● WORK INSTRUCTION
Pull every line that holds the word "tarsus" from the entries.
[Start of Attachment]
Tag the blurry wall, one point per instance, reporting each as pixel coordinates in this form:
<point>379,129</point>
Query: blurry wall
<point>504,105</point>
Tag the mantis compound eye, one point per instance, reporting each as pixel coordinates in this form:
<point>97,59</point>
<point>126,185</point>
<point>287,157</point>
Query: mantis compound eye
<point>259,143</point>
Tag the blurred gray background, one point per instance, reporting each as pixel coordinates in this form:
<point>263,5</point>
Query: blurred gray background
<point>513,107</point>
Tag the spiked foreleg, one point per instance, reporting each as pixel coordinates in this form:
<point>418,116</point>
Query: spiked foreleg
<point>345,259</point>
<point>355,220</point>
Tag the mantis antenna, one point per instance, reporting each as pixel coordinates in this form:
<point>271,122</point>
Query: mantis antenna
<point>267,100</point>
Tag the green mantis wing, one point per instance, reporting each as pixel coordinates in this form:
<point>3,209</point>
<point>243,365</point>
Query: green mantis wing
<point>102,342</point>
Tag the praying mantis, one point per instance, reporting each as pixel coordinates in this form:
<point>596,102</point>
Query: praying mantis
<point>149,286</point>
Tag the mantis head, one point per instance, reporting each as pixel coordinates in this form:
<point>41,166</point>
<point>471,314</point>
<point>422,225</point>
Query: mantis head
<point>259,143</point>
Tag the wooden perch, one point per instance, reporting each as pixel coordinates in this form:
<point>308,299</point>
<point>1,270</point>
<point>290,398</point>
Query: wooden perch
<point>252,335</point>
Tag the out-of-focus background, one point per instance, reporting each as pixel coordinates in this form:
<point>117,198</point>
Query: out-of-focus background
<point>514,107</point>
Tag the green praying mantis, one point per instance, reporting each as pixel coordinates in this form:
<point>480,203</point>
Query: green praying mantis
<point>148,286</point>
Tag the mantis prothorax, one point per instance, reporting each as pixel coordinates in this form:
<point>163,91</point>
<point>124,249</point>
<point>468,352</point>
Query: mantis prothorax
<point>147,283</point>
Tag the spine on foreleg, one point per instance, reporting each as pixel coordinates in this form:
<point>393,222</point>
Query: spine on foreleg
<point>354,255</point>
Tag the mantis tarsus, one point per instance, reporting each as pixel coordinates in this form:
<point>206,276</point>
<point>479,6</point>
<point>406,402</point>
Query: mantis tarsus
[End of Attachment]
● WRITTEN ANSWER
Tag the mantis tarsus, one point per instance, reporting each as pixel coordinates in this form:
Query: mantis tarsus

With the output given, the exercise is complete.